-- BEGIN PASSAGE PROVIDED --

Generally, a flexible coaxial cable cannot be bent with the radius of curvature below a certain allowable radius. This condition is dictated by the high-frequency transmission characteristics of the cable and its geometry. However, as is described in Japanese Patent Publication (Kokai) No. 56-94,802, in order to eliminate transmission noise, even with the radius of curvature within the allowable minimum value, the bent portion of the cable conventionally should be maintained rigid.
Because, in the case of a low-loss, high-frequency type coaxial cable, the central conductor has a relatively large outside diameter, the cable itself has a relatively large outside diameter; and therefore, its minimum radius of curvature is large as well. If, under these conditions, the bendable portion of the cable is made rigid, it would be difficult to provide highly efficient space utilization in the electronic device or machine in which the cable is used.
It is an object of the present invention to eliminate disadvantages inherent in the conventional coaxial cable and to provide an adaptor which makes it possible to obtain small radius of curvature, even with coaxial cables of large diameters.
An adaptor for effecting a small radius-of-curvature bend in a relatively large diameter coaxial cable is provided comprising a central, bellows-like protective element connected at each of its ends to a coaxial connector for external attachment to a relatively large diameter coaxial cable, each connector attached internally to a flexible, relatively small diameter coaxial cable which extends from one connector to the other connector longitudinally through the bellows-like protective element, whereby, because of the bellows-like element and the relatively small diameter of the flexible coaxial cable within the adaptor, a small radius-of-curvature effective bend in the relatively large diameter coaxial cable assembly is achieved.

-- END PASSAGE PROVIDED --

#### GIVEN TASK 1
In the coaxial cable passage, what kind of protective element is at the center of the adaptor?
#### GIVEN TASK 2
Translate this sentence from the coaxial cable passage into Spanish: "It is an object of the present invention to eliminate disadvantages inherent in the conventional coaxial cable and to provide an adaptor which makes it possible to obtain small radius of curvature, even with coaxial cables of large diameters."
#### GIVEN TASK 3
Go on with the passage about the coaxial cable adaptor, picking up right after its last sentence.
The entries that follow come from a different source than the coaxial cable passage.

-- BEGIN DATA SUPPLIED --

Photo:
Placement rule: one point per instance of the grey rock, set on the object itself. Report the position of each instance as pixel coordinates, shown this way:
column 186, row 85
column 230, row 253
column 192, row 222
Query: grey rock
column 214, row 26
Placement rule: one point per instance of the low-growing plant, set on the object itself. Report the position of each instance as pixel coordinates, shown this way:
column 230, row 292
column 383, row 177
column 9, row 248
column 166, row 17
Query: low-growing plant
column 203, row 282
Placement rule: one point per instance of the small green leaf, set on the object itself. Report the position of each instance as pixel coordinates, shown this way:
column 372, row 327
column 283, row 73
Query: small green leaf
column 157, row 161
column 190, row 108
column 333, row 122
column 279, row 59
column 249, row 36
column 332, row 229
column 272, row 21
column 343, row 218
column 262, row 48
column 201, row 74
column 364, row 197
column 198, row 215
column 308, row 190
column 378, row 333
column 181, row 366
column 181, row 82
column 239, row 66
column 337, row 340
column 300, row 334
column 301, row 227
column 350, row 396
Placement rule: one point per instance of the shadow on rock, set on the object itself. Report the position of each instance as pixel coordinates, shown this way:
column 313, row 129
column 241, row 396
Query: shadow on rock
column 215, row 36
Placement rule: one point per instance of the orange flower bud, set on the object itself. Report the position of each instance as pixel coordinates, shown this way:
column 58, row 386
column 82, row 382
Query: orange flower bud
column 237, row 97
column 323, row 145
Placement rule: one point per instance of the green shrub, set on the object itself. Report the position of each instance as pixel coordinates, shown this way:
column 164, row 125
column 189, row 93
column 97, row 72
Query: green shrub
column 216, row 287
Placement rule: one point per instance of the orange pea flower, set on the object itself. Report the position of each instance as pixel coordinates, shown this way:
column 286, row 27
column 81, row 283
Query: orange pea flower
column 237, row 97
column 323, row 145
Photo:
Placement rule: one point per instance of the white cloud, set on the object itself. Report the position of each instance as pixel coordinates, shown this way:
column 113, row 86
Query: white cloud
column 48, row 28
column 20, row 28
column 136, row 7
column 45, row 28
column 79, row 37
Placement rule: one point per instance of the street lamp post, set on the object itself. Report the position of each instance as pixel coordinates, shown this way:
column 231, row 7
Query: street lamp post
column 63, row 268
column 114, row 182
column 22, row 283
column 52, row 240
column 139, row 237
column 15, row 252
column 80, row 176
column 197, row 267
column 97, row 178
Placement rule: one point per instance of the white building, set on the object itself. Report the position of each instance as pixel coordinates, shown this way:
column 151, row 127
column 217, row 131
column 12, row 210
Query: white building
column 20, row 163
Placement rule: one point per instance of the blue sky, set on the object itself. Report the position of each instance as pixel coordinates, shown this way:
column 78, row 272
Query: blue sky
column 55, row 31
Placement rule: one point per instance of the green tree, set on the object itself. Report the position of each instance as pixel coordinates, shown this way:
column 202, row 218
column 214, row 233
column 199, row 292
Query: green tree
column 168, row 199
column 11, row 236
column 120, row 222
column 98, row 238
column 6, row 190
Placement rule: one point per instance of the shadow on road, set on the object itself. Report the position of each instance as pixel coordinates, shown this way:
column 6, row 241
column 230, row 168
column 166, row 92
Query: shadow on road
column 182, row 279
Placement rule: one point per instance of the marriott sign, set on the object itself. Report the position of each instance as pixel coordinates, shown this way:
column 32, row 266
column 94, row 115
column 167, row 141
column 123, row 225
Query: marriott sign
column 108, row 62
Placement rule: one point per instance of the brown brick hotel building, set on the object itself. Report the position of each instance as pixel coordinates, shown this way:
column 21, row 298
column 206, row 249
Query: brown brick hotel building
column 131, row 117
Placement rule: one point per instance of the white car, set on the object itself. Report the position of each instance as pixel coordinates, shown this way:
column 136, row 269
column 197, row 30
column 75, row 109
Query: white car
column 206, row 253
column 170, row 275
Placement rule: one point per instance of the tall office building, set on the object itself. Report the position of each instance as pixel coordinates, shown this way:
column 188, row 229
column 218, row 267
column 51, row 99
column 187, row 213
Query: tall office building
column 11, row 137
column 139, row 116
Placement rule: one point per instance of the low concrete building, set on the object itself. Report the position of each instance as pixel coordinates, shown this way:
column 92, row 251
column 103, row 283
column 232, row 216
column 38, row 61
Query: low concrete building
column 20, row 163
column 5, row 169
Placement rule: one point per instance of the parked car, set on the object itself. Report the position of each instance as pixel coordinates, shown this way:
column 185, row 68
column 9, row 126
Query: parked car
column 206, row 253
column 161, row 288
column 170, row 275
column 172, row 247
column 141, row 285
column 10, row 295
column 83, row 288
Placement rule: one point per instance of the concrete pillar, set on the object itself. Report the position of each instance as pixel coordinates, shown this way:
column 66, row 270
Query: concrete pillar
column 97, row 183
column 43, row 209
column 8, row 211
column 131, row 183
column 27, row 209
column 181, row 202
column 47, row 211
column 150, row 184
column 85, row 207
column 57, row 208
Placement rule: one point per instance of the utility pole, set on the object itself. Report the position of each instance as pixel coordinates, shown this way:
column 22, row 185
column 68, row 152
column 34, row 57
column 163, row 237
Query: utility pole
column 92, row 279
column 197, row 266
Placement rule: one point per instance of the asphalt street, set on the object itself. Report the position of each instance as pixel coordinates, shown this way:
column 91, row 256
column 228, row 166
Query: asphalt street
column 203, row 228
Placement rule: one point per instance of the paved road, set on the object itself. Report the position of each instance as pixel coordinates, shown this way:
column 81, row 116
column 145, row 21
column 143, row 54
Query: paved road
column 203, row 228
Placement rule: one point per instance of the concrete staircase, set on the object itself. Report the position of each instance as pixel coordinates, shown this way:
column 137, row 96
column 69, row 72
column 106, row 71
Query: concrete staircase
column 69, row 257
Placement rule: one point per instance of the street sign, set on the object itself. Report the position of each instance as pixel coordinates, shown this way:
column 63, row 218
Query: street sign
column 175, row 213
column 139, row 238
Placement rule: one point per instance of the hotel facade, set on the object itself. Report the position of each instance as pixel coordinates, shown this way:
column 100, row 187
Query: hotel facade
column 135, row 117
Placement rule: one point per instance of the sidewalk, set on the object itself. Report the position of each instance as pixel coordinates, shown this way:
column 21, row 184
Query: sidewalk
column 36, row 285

-- END DATA SUPPLIED --

#### WRITTEN RESPONSE 1
A bellows-like protective element.

#### WRITTEN RESPONSE 2
Un objeto de la presente invención es eliminar las desventajas inherentes al cable coaxial convencional y proporcionar un adaptador que permita obtener un radio de curvatura pequeño, incluso con cables coaxiales de gran diámetro.

#### WRITTEN RESPONSE 3
The drawing shows a side elevational view, partly in cross section, of a coaxial cable adaptor made in accordance with one embodiment of the invention.
An adaptor is provided for effecting a small radius-of-curvature bend in a relatively large diameter coaxial cable. The adaptor comprises a central, preferably plastic, bellows-like protective element, at either end of which is attached a connector for attachment externally to a relatively large diameter coaxial cable, each connector attached internally to a flexible, relatively small diameter coaxial cable which extends from one connector to the other connector through the protective bellows-like element. Because of the bellows-like element and the relatively small diameter of the flexible coaxial cable in the adaptor, a small radius-of-curvature effective bend in the relatively large diameter coaxial cable assembly can be achieved without significant transmission losses.
More specifically according to the invention, the above purpose is achieved by providing an adaptor for a coaxial cable comprising coaxial connectors on both sides of the protective element, the connectors having large diameters at their external ends for connection to large diameter coaxial cables, and small diameters at their internal ends for connection to a flexible, small diameter coaxial cable which is installed between the connectors and is electrically connected to their internal ends, the protective element surrounding the flexible, small diameter coaxial cable and providing a certain space from outside and attached at both ends to the internal portions of the connectors.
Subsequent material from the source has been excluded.